*GOAL*.
Reproduce the data below line for line, without changing anything.

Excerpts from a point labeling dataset

____________

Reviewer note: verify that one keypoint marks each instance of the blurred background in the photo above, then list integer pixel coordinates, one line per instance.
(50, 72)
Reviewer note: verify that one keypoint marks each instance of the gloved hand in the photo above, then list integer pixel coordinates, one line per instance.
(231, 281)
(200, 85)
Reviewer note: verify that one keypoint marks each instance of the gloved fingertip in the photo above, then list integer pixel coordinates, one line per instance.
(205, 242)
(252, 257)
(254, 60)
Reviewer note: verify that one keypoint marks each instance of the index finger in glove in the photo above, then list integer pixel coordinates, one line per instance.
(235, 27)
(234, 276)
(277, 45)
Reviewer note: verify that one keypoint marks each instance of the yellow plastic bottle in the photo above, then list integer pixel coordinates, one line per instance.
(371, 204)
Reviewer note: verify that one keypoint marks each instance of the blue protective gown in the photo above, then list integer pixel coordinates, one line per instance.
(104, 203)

____________

*FINISHED TASK*.
Reviewer note: verify that one keypoint marks each instance of the blurred background in the photo above, then list integer pixel coordinates, one line per instance.
(50, 72)
Reviewer note: verify that one keypoint marks each instance of the gloved hand in the photo above, then list integer pixel coordinates, one line per instance.
(231, 281)
(200, 85)
Reviewer note: verify that one keypoint marks each instance of the gloved fingertip in the photo above, then list integer pixel coordinates, one line per instance.
(205, 242)
(252, 257)
(254, 60)
Reviewer note: verify that one keypoint marks each instance of the index finger in glove in the photo above, then list integer pixel coordinates, one line per instance.
(235, 27)
(234, 276)
(277, 45)
Reviewer note: verify that one keypoint marks each instance of the yellow plastic bottle in the photo above, then list integer pixel coordinates, one line per instance.
(371, 204)
Reviewer note: verify that one keypoint marks each instance of the blue protective gown in the photo above, then list integer pixel coordinates, one line per instance.
(104, 203)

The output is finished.